*Por fazer:*
Reescreve o trecho da crónica sobre o jazz em Portugal que vai de "A crescente afluência" até "conhecer novos músicos.", trocando "escolas" por "academias".

*Fonte:*
________________________________________

Introdução
O jazz em Portugal (Parte 1)
Esta é a primeira de uma série de crónicas assinadas pelo guitarrista e compositor Nuno Marinho sobre a forma como o jazz “acontece” no nosso país. Uma reflexão que se deseja que desperte outras…
Haverá 500 pessoas interessadas no jazz em Portugal? Apesar de serem vários os que procuram o jazz para desenvolver ou aprofundar os seus conhecimentos musicais, a maior parte dos amadores e interessados que por lá passam desencantam-se e seguem outro rumo.
A crescente afluência de jovens músicos às escolas de jazz tem, muitas vezes, por motivação o interesse em desenvolver competências gerais sobre música, improvisação e linguagem. Procuram recursos (técnicos e/ou estilísticos) que, simplesmente, lhes permitam alargar horizontes: tocar melhor e conhecer novos músicos.
Porém, esta tendência não se consubstancia num crescente mercado artístico, musical e jazzístico. O que é que se passa “no” e “com” o jazz em Portugal?
Historicamente, o jazz tem-se desenvolvido como uma estética algo elitista e preconceituosa. É certo que serão necessários certos conhecimentos técnicos que permitam ao amante de uma corrente artística apreciar devidamente o objecto da sua afeição. Assim tem sido no teatro, no bailado, na pintura ou na música clássica. Quem domina esse entendimento saberá, “a priori”, apreciar melhor a forma de arte escolhida.
Tal entendimento é razoável, pois assenta num paradigma racional e objectivo. Mas deixa de ser tão válido quando desemboca em sentimentos de superioridade “porque se sabe de jazz”. Na verdade, até é uma desvantagem, pois – a experiência assim o diz – quem se especializa numa só área do saber pode desenvolver falhas em todas as outras.

________________________________________

*Registos fornecidos:*
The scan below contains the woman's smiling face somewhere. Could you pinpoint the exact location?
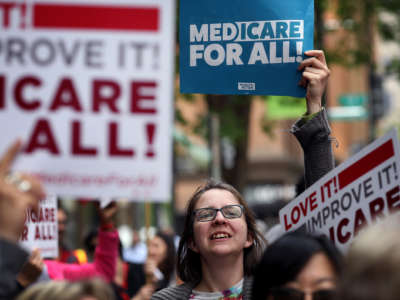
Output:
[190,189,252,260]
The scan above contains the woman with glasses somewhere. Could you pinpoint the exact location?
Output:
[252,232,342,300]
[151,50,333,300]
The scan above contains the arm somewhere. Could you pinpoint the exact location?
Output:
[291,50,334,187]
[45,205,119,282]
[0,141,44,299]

________________________________________

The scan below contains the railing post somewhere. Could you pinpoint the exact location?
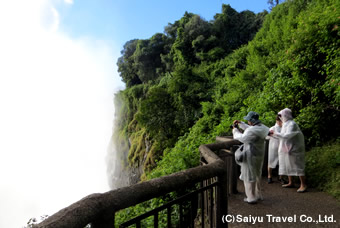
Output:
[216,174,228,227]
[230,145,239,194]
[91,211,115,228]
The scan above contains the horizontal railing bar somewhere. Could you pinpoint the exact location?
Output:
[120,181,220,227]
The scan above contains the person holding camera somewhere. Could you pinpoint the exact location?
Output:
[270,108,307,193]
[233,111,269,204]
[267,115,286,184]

________________________________________

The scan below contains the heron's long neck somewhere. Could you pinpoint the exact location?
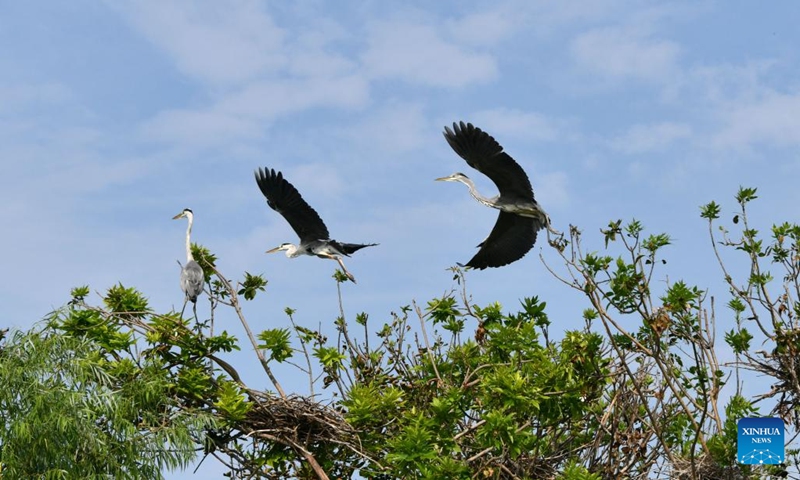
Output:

________________________________________

*Resposta final:*
A crescente afluência de jovens músicos às academias de jazz tem, muitas vezes, por motivação o interesse em desenvolver competências gerais sobre música, improvisação e linguagem. Procuram recursos (técnicos e/ou estilísticos) que, simplesmente, lhes permitam alargar horizontes: tocar melhor e conhecer novos músicos.